Studio album by David Kilgour
- Released: 1991
- Genre: Indie rock, alternative rock
- Length: 48:03
- Label: Flying Nun Records - FNCD220

David Kilgour chronology
|  | Here Come the Cars (1991) | Sugar Mouth (1994) |

= Here Come the Cars =

Here Come the Cars is the debut solo album by New Zealand musician David Kilgour, released in 1991. It was reissued by Flying Nun Records in 2004 and in 2012.

The album peaked at #35 on the New Zealand album chart.

Professional ratings
Review scores
| Source | Rating |
| AllMusic |  |

==Production==
Kilgour recorded the album at Writhe Studios with members of the Strangeloves as his backing band.

● **Exercise**: Reproduce the page on the album Here Come the Cars word for word, in full.

● **Records supplied**:
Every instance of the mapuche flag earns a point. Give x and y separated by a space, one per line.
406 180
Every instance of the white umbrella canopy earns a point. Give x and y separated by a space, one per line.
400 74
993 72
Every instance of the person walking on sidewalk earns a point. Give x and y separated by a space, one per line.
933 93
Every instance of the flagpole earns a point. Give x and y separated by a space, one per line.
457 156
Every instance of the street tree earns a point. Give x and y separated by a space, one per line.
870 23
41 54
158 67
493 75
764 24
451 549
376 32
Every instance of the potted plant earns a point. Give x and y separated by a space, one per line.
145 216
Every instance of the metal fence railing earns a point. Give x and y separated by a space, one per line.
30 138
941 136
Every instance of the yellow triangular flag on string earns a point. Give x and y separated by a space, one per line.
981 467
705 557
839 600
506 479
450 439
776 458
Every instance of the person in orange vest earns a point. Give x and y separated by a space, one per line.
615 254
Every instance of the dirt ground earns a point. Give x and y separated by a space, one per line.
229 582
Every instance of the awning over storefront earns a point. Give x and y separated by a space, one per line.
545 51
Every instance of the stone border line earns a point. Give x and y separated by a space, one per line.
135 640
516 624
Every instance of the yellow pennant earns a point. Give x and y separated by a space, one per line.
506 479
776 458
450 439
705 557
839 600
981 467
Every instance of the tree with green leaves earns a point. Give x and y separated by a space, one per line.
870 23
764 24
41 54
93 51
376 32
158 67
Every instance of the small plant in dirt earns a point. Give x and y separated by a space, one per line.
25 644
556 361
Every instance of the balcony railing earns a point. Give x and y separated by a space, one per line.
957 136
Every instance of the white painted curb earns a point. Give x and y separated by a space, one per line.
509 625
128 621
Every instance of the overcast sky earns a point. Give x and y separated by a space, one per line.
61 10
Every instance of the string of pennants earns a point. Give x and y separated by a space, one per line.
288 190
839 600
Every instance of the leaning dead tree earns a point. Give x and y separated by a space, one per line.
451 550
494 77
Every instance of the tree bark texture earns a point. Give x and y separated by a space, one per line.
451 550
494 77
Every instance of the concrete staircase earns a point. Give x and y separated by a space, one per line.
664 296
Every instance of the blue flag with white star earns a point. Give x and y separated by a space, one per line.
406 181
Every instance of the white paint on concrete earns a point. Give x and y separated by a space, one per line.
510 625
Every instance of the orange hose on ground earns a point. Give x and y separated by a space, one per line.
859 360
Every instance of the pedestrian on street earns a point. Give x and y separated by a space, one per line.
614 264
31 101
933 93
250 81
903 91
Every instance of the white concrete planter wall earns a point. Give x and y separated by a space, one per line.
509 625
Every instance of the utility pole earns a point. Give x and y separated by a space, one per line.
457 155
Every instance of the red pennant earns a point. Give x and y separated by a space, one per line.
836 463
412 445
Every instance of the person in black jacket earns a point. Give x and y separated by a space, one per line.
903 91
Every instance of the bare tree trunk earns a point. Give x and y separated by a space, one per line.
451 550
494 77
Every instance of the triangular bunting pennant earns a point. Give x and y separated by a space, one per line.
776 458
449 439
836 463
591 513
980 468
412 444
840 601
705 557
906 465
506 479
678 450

● **Answer below**:
Studio album by David Kilgour
- Released: 1991
- Genre: Indie rock, alternative rock
- Length: 48:03
- Label: Flying Nun Records - FNCD220

David Kilgour chronology
|  | Here Come the Cars (1991) | Sugar Mouth (1994) |

= Here Come the Cars =

Here Come the Cars is the debut solo album by New Zealand musician David Kilgour, released in 1991. It was reissued by Flying Nun Records in 2004 and in 2012.

The album peaked at #35 on the New Zealand album chart.

Professional ratings
Review scores
| Source | Rating |
| AllMusic |  |

==Production==
Kilgour recorded the album at Writhe Studios with members of the Strangeloves as his backing band.